=== GIVEN TASK ===
Print the line containing "Please indicate the plastic" and each line after it through the end, please, with nothing added.

=== RECORDS PROVIDED ===
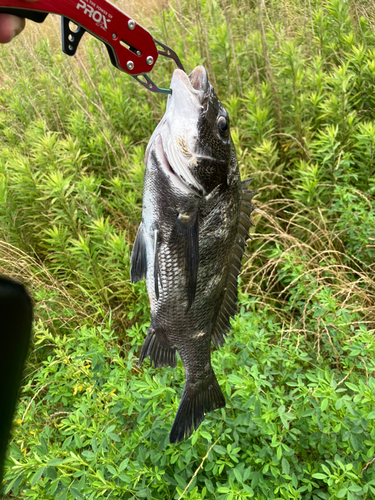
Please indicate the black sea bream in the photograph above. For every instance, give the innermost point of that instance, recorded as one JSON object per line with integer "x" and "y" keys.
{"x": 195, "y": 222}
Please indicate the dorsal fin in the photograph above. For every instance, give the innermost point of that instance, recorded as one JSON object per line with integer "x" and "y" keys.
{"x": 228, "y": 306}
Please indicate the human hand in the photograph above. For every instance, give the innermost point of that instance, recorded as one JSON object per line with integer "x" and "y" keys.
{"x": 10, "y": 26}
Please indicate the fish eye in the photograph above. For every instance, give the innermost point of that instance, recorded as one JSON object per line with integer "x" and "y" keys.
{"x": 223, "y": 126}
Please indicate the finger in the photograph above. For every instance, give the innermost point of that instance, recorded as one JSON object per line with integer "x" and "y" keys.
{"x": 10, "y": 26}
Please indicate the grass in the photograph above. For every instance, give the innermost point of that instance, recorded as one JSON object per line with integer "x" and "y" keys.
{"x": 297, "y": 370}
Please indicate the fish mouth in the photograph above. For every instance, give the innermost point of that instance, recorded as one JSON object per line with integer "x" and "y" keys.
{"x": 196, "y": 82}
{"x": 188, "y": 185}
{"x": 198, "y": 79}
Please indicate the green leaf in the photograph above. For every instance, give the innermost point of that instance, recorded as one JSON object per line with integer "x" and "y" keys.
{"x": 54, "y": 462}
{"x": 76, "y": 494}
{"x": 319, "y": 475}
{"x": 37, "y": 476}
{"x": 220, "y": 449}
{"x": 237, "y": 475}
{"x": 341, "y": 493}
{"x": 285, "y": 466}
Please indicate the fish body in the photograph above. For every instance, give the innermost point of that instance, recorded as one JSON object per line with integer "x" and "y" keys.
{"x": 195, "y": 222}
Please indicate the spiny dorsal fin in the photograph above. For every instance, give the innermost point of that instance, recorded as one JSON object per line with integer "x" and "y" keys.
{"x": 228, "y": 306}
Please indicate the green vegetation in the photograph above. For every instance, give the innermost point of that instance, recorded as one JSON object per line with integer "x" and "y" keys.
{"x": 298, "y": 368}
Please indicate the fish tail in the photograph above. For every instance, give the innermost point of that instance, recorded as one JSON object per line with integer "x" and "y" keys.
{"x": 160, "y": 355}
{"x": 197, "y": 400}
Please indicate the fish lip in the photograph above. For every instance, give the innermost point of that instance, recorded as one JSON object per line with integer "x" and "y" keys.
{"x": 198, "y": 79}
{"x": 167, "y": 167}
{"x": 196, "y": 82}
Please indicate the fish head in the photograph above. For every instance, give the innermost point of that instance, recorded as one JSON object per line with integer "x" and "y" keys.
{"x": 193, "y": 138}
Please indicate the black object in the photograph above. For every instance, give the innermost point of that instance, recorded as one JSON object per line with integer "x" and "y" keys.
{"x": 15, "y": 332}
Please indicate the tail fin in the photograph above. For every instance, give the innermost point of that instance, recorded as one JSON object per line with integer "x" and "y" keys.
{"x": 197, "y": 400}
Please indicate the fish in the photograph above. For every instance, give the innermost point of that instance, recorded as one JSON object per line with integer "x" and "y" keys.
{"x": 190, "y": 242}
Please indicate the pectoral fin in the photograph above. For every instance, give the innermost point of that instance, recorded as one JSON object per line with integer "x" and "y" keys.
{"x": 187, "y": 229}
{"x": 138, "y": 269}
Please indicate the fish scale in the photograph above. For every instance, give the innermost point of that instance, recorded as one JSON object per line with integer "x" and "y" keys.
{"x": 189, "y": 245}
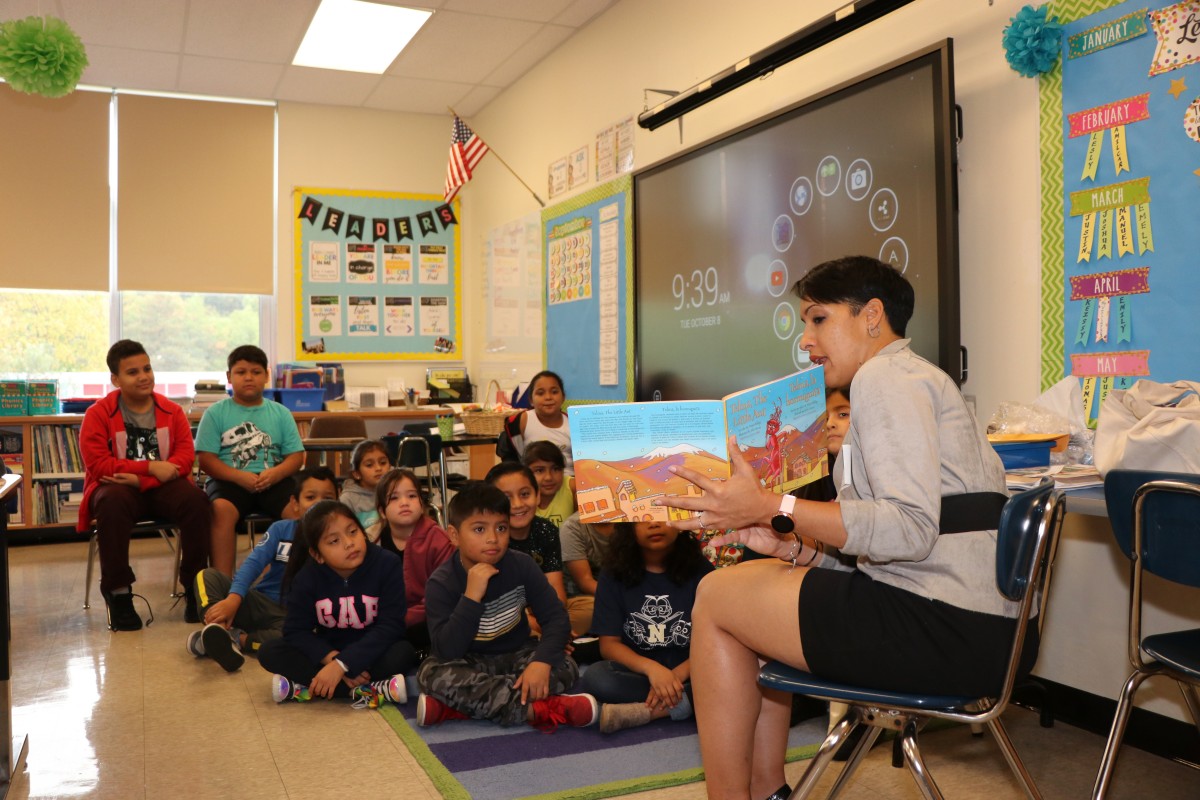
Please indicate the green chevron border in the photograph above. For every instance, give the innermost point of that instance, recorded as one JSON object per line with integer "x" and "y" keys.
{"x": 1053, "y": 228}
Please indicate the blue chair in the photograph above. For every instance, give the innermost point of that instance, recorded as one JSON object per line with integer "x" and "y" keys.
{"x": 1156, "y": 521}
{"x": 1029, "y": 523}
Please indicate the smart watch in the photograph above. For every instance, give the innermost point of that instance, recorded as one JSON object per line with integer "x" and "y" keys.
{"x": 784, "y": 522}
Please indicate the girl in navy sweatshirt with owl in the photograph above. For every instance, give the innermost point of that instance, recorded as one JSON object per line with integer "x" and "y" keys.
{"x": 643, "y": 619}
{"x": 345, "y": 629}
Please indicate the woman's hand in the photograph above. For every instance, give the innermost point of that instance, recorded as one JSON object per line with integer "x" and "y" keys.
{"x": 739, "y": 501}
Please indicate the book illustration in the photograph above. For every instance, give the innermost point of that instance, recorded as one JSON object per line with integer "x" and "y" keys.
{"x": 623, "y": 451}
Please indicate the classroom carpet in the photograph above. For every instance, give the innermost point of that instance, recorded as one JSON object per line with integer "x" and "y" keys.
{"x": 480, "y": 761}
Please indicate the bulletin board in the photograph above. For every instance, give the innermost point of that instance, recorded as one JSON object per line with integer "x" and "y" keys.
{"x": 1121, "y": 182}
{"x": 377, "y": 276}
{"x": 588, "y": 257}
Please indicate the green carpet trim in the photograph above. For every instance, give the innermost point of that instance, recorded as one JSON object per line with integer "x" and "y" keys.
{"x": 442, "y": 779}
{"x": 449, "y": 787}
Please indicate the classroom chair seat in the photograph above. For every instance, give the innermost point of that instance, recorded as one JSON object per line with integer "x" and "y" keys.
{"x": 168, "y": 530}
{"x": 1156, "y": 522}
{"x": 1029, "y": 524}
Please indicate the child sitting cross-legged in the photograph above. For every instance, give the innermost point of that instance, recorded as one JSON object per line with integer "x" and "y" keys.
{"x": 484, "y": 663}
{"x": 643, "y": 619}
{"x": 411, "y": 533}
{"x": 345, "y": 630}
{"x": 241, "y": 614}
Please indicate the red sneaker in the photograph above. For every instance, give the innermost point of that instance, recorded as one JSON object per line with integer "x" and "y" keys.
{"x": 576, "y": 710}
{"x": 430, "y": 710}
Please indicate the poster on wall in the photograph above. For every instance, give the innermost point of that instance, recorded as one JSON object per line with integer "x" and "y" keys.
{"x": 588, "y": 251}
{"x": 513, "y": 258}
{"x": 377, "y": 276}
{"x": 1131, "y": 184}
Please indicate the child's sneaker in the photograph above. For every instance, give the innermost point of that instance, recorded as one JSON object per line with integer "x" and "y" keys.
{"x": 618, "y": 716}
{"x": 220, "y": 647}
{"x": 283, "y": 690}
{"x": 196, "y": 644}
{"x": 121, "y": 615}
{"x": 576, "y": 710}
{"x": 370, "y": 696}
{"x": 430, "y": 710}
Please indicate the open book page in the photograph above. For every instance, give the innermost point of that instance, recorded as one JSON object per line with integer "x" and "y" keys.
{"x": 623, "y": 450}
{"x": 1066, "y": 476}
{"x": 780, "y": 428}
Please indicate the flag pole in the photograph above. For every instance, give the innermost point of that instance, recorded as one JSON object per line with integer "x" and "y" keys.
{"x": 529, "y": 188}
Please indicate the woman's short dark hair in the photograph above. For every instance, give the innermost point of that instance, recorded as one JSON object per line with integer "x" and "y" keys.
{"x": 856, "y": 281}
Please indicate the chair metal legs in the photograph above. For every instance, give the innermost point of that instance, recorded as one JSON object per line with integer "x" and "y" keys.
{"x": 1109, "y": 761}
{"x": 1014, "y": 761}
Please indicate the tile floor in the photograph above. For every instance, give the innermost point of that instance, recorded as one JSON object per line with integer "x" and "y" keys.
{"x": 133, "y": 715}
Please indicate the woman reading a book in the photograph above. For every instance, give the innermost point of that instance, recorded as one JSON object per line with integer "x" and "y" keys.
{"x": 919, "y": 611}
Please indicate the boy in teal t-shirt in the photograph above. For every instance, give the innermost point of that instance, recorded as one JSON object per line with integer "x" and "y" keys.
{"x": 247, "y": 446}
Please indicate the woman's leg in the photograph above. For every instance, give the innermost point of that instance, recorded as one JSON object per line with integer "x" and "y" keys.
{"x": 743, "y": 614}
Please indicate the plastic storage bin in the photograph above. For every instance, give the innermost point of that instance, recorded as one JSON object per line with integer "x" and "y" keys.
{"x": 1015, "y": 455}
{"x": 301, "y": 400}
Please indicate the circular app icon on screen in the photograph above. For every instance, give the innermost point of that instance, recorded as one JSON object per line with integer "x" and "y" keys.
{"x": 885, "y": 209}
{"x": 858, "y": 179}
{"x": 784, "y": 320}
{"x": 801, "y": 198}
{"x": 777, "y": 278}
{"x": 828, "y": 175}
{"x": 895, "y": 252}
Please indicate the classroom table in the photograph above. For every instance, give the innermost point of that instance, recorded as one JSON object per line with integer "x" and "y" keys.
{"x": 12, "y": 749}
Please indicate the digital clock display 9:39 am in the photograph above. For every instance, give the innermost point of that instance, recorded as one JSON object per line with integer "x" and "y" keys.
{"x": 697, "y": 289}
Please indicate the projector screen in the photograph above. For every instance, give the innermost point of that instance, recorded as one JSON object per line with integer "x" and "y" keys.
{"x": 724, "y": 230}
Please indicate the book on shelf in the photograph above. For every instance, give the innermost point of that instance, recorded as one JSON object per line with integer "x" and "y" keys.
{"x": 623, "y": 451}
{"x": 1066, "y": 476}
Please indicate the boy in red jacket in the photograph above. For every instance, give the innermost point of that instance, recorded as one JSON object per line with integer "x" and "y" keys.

=== COMPLETED EXERCISE ===
Please indicate the plastic storage bin in the photograph above. For every instance, give the innermost point of that instance, recorded as one JSON object per line with integer "x" and "y" keys.
{"x": 1015, "y": 455}
{"x": 301, "y": 400}
Please indicate the circular app icon on screen in the photograph above. For every instance, give the innermost point of that instance, recorded as one JSON object per line with integer "x" and "y" keys.
{"x": 885, "y": 209}
{"x": 858, "y": 179}
{"x": 784, "y": 320}
{"x": 801, "y": 198}
{"x": 777, "y": 278}
{"x": 828, "y": 175}
{"x": 895, "y": 252}
Please indicate the classroom table in the photograph above. For every instance, give the innermost point of that instance, recorded as one JSON object per line with integer "x" and "y" keys.
{"x": 12, "y": 749}
Please indicate the digital clock display 9:39 am in the photograph above. For every instance, give the innermost point of that instance, recorded as one JSON object per line with integer "x" and "y" keys.
{"x": 697, "y": 289}
Please indicate the projector screen in the photograph above. For every instance, give the innermost point of that instance, recorded as one JSON object per line with integer "x" and "y" keys.
{"x": 724, "y": 230}
Please indicate the book on shelf in the photograph above. For every instance, give the innermost point of that instance, recorded as one JSON object per line with integer "x" and "y" keys.
{"x": 623, "y": 451}
{"x": 1066, "y": 476}
Please indicate the boy in red jacket in the photograph above. For every instance, give the innermost point of that instance, recorded as one JSON object per line with integer "x" and "y" keys.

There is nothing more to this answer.